◆ **TASK TO COMPLETE**
Continue the article on where international students are heading, starting right after its last sentence.

___ PASSAGE

International students on the move – but not to Australia (yet)

By DIRK MULDER

Change could be coming

 Last month Canada announced it was opening borders to international students but visas were a problem, with many consular posts around the world remaining closed. However last week the Canadians opened up In India. Ganga Dandapani from CANAM Education Consultants reports they are receiving student related communications from the Canadian Government. She says Canada is now set for a large January intake.

Non-EU international student numbers are up 9 per cent in the UK. With providers staying open, demand for face to face teaching has been high and it appears this will continue into the next enrolment season.

The appeal of the US is increasing, not least as the political situation stabilises. However, with COVID-19 still rampant and visa’s requiring face-to-face interviews a significant increase in new international students isn’t imminent.

As to Australia, Asian media was quick to pick-up on the prime minister’s “Australians home before students” statement (CMM November 16). This is not good, given an IDP survey finds 56 per cent of present and prospective international students are prepared to switch countries to access in-person teaching (CMM November 20).

______
___ RECORDS SHOWN

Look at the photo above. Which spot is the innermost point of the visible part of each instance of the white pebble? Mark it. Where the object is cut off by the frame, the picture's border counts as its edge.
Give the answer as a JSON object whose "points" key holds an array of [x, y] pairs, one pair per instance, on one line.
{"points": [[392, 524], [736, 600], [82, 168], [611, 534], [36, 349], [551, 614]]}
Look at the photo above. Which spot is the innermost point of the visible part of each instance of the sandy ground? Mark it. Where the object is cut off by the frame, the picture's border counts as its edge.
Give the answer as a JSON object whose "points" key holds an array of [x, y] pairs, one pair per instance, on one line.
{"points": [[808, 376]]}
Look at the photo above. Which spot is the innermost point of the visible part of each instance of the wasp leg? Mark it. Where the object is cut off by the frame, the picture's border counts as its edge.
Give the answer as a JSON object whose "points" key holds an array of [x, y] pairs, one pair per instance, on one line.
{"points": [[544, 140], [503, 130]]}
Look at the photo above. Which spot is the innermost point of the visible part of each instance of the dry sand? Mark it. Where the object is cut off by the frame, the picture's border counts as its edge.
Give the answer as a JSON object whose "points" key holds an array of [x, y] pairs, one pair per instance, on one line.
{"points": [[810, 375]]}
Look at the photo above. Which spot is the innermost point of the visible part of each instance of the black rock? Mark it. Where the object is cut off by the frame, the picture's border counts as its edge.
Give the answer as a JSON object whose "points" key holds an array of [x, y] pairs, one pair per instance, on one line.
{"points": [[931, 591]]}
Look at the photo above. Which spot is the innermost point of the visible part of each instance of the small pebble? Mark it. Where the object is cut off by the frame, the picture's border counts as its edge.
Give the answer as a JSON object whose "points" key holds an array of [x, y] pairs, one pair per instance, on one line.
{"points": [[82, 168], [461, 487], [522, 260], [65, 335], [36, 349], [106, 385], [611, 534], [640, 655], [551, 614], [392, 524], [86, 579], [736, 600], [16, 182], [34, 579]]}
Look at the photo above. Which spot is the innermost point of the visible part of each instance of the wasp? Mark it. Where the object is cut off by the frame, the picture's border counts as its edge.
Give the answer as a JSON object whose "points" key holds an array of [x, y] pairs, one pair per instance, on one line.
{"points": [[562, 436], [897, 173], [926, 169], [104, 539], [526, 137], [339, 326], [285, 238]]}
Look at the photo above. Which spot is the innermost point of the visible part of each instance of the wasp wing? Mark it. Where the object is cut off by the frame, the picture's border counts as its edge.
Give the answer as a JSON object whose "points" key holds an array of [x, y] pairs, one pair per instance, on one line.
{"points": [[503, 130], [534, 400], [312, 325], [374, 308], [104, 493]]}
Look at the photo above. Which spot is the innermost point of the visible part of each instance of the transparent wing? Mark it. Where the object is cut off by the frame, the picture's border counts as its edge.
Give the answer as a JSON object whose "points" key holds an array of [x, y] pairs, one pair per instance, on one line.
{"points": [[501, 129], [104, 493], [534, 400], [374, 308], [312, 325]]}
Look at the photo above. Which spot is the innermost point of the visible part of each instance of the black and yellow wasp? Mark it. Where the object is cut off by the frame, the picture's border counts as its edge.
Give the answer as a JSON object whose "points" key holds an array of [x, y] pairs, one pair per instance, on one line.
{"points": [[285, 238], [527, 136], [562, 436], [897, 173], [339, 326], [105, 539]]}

______

◆ **EXERCISE RESPONSE**
Australia’s success at containing COVID-19 is great for demand but we are not capitalising on it.  For Australia to stay a major provider of international education governments must address our quarantine system and find a safe way to being back students at scale.

NSW Premier Gladys Gladys Berejiklian appears to get this, telling Nine Newspaper’s on the weekend that NSW could use a third of hotel quarantine rooms for international students and skilled migrants and workers. This build on enthusiasm for the idea her jobs and tourism minister Stuart Ayres expressed in September. He told the Australian Technology Network Conference that his experience managing the state’s hotel quarantine programme convinced him that extending it to cover international students “is quite manageable,” (CMM September 24).

This may be why Nine Newspapers report Ms Berejiklian would like international arriving in six weeks. This would be in good time to clear quarantine for first semester.

The prime minister has made much of getting off-shore Australians home for Christmas. But after then who knows – perhaps January will be a happy new year for some, some, international students and HE providers.